» Extracted data:
########################################

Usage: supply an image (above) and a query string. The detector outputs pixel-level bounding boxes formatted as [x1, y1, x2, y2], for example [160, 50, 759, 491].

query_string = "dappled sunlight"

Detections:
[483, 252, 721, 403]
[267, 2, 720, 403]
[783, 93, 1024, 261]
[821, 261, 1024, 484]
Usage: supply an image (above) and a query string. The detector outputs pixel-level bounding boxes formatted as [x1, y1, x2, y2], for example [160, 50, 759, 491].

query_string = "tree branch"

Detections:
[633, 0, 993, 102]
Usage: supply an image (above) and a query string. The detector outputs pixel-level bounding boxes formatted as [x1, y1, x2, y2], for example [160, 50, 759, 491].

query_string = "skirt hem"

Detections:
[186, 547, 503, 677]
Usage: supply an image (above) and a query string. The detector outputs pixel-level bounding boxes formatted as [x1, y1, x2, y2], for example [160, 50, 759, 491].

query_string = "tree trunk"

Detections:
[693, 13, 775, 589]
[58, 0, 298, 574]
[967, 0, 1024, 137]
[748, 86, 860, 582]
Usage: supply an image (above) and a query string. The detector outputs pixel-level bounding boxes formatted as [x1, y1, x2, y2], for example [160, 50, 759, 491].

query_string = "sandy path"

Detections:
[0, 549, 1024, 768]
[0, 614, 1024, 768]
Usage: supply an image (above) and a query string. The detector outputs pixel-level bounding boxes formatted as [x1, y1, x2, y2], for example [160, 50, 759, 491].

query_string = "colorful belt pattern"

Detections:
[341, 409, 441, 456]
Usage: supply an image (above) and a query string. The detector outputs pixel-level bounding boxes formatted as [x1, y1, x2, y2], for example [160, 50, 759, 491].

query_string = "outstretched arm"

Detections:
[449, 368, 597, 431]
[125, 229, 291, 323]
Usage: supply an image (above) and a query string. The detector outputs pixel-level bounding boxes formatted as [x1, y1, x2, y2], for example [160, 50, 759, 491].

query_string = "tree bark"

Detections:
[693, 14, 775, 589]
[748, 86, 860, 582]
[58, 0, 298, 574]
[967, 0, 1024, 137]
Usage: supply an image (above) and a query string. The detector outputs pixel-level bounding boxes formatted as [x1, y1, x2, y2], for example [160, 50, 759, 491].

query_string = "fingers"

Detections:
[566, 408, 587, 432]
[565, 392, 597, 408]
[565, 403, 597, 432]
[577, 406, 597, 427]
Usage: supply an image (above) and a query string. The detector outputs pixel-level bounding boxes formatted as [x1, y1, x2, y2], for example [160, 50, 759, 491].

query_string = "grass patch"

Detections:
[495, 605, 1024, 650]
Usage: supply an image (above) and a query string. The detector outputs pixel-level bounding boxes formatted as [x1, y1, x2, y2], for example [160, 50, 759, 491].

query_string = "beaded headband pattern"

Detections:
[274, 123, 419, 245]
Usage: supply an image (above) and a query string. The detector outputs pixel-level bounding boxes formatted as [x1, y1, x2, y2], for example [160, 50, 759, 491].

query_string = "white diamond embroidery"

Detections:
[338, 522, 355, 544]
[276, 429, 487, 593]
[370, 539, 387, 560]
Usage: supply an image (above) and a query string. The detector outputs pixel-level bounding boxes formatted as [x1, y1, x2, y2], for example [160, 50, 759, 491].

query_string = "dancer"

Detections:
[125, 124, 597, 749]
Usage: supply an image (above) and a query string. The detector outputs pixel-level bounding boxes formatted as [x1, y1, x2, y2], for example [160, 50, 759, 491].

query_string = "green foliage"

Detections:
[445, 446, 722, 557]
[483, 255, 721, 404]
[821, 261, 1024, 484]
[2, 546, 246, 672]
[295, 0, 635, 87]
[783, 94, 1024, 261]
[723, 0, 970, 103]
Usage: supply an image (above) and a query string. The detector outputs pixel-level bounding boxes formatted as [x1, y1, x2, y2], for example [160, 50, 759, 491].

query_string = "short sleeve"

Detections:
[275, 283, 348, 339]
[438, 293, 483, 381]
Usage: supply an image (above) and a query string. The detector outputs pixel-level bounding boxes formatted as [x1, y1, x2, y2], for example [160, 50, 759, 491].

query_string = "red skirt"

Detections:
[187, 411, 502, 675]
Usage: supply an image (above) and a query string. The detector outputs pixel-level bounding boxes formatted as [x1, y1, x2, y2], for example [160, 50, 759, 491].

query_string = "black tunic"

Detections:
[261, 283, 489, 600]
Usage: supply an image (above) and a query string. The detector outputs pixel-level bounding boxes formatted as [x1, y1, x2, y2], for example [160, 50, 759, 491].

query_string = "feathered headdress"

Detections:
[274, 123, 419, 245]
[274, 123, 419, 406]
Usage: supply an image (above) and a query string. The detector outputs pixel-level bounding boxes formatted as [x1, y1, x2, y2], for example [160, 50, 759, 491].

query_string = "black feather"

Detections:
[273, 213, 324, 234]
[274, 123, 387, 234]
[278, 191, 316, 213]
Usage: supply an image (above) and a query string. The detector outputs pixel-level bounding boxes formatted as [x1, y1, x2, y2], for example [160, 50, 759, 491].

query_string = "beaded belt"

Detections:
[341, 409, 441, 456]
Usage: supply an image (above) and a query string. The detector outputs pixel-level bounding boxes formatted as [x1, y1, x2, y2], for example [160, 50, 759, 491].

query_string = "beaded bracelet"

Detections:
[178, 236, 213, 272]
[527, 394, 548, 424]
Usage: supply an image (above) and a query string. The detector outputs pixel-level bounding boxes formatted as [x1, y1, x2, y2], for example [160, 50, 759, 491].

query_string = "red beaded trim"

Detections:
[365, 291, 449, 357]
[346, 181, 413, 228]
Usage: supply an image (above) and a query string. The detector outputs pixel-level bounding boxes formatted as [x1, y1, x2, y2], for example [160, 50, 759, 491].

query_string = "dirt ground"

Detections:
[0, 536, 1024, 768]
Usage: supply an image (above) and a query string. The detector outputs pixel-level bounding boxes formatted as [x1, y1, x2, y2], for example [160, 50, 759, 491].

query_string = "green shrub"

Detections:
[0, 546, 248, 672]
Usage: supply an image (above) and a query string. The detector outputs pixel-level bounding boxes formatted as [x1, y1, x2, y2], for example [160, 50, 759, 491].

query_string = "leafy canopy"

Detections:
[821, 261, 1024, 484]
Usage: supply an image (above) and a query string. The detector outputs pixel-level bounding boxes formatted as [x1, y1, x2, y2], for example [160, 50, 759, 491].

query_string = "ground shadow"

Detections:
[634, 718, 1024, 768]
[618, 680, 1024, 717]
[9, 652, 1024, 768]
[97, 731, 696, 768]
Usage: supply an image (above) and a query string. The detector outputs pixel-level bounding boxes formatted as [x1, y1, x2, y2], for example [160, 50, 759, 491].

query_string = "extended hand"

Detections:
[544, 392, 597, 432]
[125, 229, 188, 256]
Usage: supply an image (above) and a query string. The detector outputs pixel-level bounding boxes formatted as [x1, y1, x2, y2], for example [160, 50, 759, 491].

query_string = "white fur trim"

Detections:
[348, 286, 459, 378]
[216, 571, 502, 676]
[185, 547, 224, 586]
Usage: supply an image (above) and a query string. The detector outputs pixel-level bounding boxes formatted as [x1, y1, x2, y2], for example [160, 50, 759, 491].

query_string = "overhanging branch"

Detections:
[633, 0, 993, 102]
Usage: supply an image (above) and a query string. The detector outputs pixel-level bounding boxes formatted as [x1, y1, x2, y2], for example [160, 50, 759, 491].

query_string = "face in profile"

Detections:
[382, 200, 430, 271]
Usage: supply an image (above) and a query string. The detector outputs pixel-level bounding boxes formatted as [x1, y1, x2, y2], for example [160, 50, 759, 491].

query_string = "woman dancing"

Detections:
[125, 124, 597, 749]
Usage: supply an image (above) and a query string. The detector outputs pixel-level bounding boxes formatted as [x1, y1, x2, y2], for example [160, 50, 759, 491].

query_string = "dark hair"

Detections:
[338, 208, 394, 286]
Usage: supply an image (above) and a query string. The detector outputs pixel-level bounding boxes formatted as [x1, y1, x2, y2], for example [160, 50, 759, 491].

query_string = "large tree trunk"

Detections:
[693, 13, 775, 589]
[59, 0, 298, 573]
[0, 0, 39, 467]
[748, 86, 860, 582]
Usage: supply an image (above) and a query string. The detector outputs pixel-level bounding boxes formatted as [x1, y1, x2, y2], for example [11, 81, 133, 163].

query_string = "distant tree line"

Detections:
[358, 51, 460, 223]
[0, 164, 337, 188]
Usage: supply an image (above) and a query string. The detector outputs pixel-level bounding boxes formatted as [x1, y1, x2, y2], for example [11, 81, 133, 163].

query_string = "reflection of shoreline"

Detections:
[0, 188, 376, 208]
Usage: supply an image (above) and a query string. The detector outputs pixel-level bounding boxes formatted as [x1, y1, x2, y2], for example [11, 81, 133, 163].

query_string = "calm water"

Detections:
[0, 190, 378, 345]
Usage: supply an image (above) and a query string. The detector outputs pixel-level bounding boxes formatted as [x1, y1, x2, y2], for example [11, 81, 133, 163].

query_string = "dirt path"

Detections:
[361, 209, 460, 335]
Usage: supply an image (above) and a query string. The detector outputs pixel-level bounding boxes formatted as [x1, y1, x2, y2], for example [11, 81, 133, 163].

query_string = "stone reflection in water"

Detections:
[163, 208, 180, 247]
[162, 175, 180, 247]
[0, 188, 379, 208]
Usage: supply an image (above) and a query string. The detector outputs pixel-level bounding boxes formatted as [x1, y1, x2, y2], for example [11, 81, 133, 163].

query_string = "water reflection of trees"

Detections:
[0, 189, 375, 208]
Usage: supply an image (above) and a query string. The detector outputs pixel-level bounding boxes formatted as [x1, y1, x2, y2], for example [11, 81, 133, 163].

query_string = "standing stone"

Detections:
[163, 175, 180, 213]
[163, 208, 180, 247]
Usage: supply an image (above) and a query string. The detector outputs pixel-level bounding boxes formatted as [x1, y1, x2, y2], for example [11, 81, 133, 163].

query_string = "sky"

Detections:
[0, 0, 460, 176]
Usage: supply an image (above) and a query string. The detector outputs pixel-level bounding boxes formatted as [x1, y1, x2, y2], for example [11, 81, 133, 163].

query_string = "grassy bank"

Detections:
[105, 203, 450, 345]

########################################

» Instruction: Gather every line in the entries above that contains the string "pattern", and copy each such line in full. Matching is case-sensitive.

» The answer:
query_string = "colorful belt pattern"
query_string = "beaded headband pattern"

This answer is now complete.